##### Text segment #####

[Python-Dev] Re: ... gcmodule.c,2.9,2.10

Tim Peters tim_one@email.msn.com
Sat, 2 Sep 2000 14:20:18 -0400


[Neil and Vladimir say a threshold of 5000 is too high!]

[Jeremy says a threshold of 100 is too low!]

[merriment ensues]

> ...
> Any suggestions about what a more reasonable value would be and why
> it is reasonable?
>
> Jeremy

There's not going to be consensus on this, as the threshold is a crude handle on a complex
problem.  That's sure better than *no* handle, but trash behavior is so app-specific that
there simply won't be a killer argument.

In cases like this, the geometric mean of the extreme positions is always the best guess
<0.8 wink>:

>>> import math
>>> math.sqrt(5000 * 100)
707.10678118654755
>>>

So 9 times out of 10 we can run it with a threshold of 707, and 1 out of 10 with 708
<wink>.

Tuning strategies for gc *can* get as complex as OS scheduling algorithms, and for the
same reasons:  you're in the business of predicting the future based on just a few neurons
keeping track of gross summaries of what happened before.  A program can go through many
phases of quite different behavior over its life (like I/O-bound vs compute-bound, or
cycle-happy vs not), and at the phase boundaries past behavior is worse than irrelevant
(it's actively misleading).

So call it 700 for now.  Or 1000.  It's a bad guess at a crude heuristic regardless, and
if we avoid extreme positions we'll probably avoid doing as much harm as we *could* do
<0.9 wink>.  Over time, a more interesting measure may be how much cyclic trash
collections actually recover, and then collect less often the less trash we're finding
(ditto more often when we're finding more).  Another is like that, except replace "trash"
with "cycles (whether trash or not)".  The gross weakness of "net container allocations"
is that it doesn't directly measure what this system was created to do.

These things *always* wind up with dynamic measures, because static ones are just too
crude across apps.  Then the dynamic measures fail at phase boundaries too, and more
gimmicks are added to compensate for that.  Etc.  Over time it will get better for most
apps most of the time.  For now, we want *both* to exercise the code in the field and not
waste too much time, so hasty compromise is good for the beta.

let-a-thousand-thresholds-bloom-ly y'rs  - tim

##### Supplied entries #####

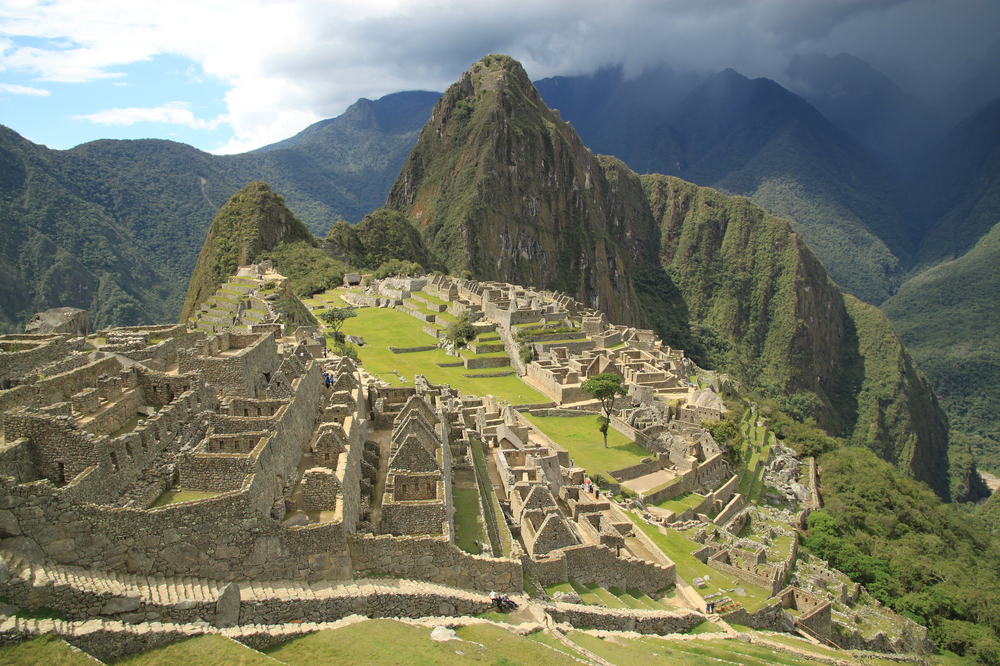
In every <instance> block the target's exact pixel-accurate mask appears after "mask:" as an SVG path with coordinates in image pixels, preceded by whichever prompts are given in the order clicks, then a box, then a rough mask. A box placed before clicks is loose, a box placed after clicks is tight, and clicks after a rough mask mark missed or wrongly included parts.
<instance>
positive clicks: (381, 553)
mask: <svg viewBox="0 0 1000 666" xmlns="http://www.w3.org/2000/svg"><path fill="white" fill-rule="evenodd" d="M347 543H348V546H349V548H350V554H351V566H352V567H353V568H354V571H355V573H357V574H361V575H364V574H392V575H396V576H405V577H406V578H414V579H417V580H429V581H432V582H434V583H440V584H442V585H453V586H455V587H462V588H467V589H474V590H493V589H496V590H497V591H502V592H520V591H522V589H523V585H524V582H523V578H522V572H523V569H522V566H521V562H520V561H518V560H508V559H501V558H492V557H482V556H479V555H470V554H469V553H466V552H463V551H462V550H460V549H459V548H457V547H456V546H454V545H452V544H451V543H449V541H448V539H447V537H436V538H435V537H392V536H387V535H386V536H378V537H374V536H369V535H361V534H354V535H350V536H349V537H348V539H347Z"/></svg>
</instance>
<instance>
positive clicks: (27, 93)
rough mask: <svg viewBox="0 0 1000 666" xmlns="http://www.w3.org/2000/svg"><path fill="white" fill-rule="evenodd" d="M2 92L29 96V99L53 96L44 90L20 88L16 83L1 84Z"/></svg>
mask: <svg viewBox="0 0 1000 666" xmlns="http://www.w3.org/2000/svg"><path fill="white" fill-rule="evenodd" d="M0 92H5V93H10V94H11V95H28V96H29V97H47V96H48V95H51V94H52V93H50V92H49V91H48V90H45V89H44V88H33V87H31V86H19V85H17V84H15V83H0Z"/></svg>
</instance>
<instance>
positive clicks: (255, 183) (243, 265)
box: [181, 181, 313, 322]
mask: <svg viewBox="0 0 1000 666" xmlns="http://www.w3.org/2000/svg"><path fill="white" fill-rule="evenodd" d="M303 240H304V241H309V242H313V237H312V234H310V233H309V230H308V229H306V226H305V225H304V224H302V222H300V221H299V219H298V218H296V217H295V215H293V214H292V211H290V210H288V208H286V207H285V200H284V198H282V196H281V195H280V194H276V193H274V192H271V188H270V186H268V184H267V183H262V182H259V181H257V182H253V183H250V184H249V185H247V186H246V187H244V188H243V189H242V190H240V191H239V192H237V193H236V194H234V195H233V196H232V198H231V199H230V200H229V201H228V202H227V203H226V204H225V205H224V206H223V207H222V208H221V209H220V210H219V213H218V215H216V216H215V219H214V220H212V226H211V227H209V229H208V237H207V238H206V239H205V244H204V245H203V246H202V248H201V253H200V254H199V255H198V263H197V264H196V265H195V269H194V273H192V274H191V283H190V285H189V286H188V293H187V299H185V301H184V310H183V311H182V312H181V321H182V322H183V321H187V319H188V317H190V316H191V313H192V312H193V311H194V310H195V309H196V308H197V307H198V305H199V304H200V303H201V302H202V301H204V300H205V299H207V298H208V297H209V296H211V295H212V294H214V293H215V291H216V290H217V289H218V288H219V286H220V285H221V284H222V283H223V282H225V281H226V278H228V277H229V276H230V275H233V274H234V273H235V272H236V269H237V268H238V267H239V266H245V265H247V264H249V263H251V262H253V261H255V260H256V258H257V256H258V255H260V254H261V253H262V252H266V251H267V250H271V249H273V248H274V247H276V246H277V245H278V244H279V243H281V242H289V243H291V242H294V241H303Z"/></svg>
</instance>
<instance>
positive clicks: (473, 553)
mask: <svg viewBox="0 0 1000 666" xmlns="http://www.w3.org/2000/svg"><path fill="white" fill-rule="evenodd" d="M451 492H452V495H453V496H454V499H455V545H456V546H458V547H459V548H461V549H462V550H464V551H465V552H467V553H472V554H473V555H478V554H479V553H480V552H482V549H481V548H480V547H479V544H478V543H477V541H482V540H483V539H484V538H485V535H484V534H483V523H482V517H481V516H480V511H479V490H478V489H477V488H454V489H452V491H451Z"/></svg>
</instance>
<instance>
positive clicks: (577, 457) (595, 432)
mask: <svg viewBox="0 0 1000 666" xmlns="http://www.w3.org/2000/svg"><path fill="white" fill-rule="evenodd" d="M523 416H524V417H525V418H526V419H528V421H530V422H531V423H532V424H533V425H534V426H535V427H537V428H538V429H539V430H541V431H542V432H543V433H545V434H546V435H548V436H549V437H551V438H552V440H553V441H555V442H556V443H557V444H559V445H560V446H562V447H563V448H565V449H566V450H567V451H569V455H570V457H571V458H573V460H574V462H575V464H576V466H577V467H583V468H584V469H586V470H587V473H588V474H590V475H592V476H597V475H599V474H601V475H605V476H607V477H608V479H609V480H610V476H609V475H608V474H607V472H608V471H610V470H614V469H621V468H622V467H628V466H630V465H637V464H639V461H640V460H642V459H643V458H648V457H649V455H650V454H649V451H647V450H646V449H644V448H642V447H641V446H639V445H638V444H636V443H635V442H632V441H629V439H628V438H627V437H625V435H623V434H621V433H620V432H618V431H616V430H608V448H604V438H603V437H602V436H601V433H600V432H598V430H597V415H596V414H595V415H594V416H580V417H576V418H572V417H559V416H531V415H529V414H524V415H523Z"/></svg>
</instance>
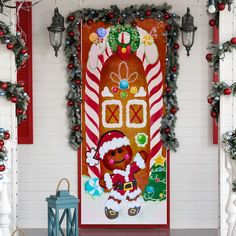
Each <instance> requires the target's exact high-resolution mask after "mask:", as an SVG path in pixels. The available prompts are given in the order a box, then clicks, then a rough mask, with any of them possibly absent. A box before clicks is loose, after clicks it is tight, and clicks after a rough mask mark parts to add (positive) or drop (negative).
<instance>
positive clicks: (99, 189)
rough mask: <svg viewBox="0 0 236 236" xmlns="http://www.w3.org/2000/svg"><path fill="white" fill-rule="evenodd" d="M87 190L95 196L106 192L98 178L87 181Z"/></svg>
mask: <svg viewBox="0 0 236 236" xmlns="http://www.w3.org/2000/svg"><path fill="white" fill-rule="evenodd" d="M85 191H86V193H88V194H89V195H91V196H93V197H99V196H101V195H102V193H103V192H104V190H103V188H101V187H100V185H99V179H98V178H90V179H88V180H87V181H86V183H85Z"/></svg>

#####

** Work instructions **
1. Switch "consensus" to "agreement" and give the garbage collection threshold message again, between "There's not going" and "a killer argument.", inclusive.
2. According to the garbage collection threshold message, what is the gross weakness of "net container allocations"?

** Responses by item number **
1.
There's not going to be agreement on this, as the threshold is a crude handle on a complex
problem.  That's sure better than *no* handle, but trash behavior is so app-specific that
there simply won't be a killer argument.

2. It doesn't directly measure what the system was created to do.